Segment Open

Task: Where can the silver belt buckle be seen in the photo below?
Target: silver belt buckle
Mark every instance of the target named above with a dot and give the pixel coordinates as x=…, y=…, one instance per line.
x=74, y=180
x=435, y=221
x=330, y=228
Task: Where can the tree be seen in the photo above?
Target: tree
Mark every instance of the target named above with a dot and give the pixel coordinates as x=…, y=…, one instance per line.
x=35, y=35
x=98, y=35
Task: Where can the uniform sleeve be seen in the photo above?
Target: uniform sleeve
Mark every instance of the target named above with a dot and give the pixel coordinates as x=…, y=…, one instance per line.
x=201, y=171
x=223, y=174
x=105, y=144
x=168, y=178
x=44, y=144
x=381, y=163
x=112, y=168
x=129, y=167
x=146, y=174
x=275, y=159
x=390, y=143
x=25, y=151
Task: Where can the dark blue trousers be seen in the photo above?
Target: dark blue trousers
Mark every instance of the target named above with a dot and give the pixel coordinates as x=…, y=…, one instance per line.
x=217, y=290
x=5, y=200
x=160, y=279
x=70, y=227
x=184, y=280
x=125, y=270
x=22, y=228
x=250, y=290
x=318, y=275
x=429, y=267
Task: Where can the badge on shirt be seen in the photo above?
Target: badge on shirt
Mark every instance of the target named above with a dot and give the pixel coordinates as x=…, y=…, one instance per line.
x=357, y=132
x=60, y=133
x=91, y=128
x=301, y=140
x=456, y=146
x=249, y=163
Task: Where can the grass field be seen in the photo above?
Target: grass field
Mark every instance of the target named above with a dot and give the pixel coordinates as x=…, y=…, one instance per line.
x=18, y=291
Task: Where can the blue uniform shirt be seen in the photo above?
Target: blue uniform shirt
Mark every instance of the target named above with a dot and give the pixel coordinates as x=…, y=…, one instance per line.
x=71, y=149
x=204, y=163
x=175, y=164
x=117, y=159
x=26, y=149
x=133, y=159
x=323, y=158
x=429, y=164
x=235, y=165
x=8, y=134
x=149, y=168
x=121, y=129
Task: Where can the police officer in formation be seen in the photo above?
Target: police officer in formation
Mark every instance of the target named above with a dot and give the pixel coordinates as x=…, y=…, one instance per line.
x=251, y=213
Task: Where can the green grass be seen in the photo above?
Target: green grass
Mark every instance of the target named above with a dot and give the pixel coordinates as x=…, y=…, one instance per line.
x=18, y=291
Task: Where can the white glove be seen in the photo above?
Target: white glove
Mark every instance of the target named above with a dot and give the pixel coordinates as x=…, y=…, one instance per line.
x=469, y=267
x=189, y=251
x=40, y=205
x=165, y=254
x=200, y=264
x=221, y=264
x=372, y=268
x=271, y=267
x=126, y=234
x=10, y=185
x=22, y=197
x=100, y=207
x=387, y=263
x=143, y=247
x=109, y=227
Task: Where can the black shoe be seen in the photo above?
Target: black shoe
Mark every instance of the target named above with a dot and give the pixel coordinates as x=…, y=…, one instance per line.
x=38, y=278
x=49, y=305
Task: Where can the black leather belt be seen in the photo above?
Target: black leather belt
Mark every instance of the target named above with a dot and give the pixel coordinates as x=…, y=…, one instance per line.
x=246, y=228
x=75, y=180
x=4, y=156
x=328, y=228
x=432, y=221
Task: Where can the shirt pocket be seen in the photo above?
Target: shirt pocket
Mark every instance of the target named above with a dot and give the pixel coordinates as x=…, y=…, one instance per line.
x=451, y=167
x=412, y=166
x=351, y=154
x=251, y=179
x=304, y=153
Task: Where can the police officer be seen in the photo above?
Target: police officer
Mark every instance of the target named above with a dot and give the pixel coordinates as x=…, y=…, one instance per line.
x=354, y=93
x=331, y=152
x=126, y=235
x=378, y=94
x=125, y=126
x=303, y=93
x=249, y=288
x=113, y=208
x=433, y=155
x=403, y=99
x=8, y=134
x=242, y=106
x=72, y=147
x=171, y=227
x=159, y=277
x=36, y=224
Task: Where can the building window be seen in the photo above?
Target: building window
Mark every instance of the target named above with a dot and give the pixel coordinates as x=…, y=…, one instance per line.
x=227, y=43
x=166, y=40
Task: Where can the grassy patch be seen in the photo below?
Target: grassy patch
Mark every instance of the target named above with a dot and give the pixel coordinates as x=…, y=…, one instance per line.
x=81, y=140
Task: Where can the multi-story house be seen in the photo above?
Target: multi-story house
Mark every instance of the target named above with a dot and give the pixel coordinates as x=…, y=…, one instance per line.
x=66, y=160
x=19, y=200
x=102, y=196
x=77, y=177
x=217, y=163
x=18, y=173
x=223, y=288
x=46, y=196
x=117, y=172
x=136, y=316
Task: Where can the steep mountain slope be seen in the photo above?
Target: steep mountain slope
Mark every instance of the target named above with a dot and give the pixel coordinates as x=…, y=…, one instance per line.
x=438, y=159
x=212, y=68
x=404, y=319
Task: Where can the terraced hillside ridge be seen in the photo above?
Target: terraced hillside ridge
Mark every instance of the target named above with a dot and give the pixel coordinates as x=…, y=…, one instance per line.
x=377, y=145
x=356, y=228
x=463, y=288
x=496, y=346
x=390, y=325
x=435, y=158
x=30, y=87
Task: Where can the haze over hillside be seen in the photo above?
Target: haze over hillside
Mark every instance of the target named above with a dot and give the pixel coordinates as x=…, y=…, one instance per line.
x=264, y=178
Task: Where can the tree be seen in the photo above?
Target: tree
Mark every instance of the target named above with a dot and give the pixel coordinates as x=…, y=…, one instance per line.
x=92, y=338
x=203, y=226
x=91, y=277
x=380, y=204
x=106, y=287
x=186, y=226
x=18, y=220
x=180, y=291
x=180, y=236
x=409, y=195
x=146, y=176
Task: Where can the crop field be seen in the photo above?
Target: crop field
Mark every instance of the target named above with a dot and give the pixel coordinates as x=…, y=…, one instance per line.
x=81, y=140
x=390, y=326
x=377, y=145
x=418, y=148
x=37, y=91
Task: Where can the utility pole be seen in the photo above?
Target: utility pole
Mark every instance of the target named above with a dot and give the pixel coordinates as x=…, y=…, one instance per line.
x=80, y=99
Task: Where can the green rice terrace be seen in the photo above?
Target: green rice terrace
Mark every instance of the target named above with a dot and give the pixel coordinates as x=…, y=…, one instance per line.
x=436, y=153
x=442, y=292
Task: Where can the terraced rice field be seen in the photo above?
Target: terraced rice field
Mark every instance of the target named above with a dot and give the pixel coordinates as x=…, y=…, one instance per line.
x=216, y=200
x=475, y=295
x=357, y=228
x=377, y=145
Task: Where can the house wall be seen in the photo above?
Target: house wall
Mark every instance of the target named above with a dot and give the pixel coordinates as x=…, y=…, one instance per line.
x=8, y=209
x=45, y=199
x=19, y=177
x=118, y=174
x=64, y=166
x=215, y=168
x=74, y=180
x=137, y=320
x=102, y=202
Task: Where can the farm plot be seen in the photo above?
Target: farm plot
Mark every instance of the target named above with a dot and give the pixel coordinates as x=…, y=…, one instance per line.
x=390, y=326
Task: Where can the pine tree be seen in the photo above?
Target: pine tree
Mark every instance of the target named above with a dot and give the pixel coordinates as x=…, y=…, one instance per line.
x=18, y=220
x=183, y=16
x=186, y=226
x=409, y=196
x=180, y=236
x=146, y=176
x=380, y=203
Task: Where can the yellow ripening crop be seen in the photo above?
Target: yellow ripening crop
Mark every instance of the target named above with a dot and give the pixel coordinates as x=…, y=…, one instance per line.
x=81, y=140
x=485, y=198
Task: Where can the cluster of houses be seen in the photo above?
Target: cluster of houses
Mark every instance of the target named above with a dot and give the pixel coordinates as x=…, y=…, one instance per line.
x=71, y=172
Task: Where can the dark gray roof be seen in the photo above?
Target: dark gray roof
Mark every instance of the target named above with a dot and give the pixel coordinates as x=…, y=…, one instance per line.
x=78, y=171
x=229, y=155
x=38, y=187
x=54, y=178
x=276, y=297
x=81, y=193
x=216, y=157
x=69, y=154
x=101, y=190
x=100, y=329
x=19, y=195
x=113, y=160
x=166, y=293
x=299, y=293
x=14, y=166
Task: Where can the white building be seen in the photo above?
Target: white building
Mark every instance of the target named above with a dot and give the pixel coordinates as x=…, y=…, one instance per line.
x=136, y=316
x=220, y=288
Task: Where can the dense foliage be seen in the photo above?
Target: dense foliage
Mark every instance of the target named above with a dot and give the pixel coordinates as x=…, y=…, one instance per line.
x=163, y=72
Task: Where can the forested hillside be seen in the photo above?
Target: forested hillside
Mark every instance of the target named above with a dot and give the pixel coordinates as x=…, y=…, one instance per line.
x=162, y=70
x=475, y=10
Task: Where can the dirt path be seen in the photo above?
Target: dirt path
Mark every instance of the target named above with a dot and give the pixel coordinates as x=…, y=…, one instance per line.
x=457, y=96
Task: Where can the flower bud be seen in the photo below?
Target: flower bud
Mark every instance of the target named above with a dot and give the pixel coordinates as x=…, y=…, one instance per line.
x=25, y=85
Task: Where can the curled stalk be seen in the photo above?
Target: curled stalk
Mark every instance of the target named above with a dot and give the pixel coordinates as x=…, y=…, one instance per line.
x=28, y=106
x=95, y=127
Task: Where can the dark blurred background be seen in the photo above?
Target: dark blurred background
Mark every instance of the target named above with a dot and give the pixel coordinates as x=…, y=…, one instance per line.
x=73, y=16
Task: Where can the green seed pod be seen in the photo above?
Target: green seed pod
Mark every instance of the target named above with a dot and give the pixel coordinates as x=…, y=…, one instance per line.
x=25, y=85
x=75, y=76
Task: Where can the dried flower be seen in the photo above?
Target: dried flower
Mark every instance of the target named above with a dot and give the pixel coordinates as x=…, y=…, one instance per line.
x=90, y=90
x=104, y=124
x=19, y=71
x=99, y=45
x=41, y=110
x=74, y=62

Segment Closed

What the exercise asks
There is a run of lines above from the one with "Target: white building" to the one with "Target: dense foliage"; print exactly that run, both ends included, and nothing else.

Task solution
Target: white building
Mark every instance of the target named above with a dot and give the pixel coordinates as x=…, y=…, one instance per line.
x=136, y=316
x=220, y=288
Task: Where can the dense foliage be seen in the photo above?
Target: dense foliage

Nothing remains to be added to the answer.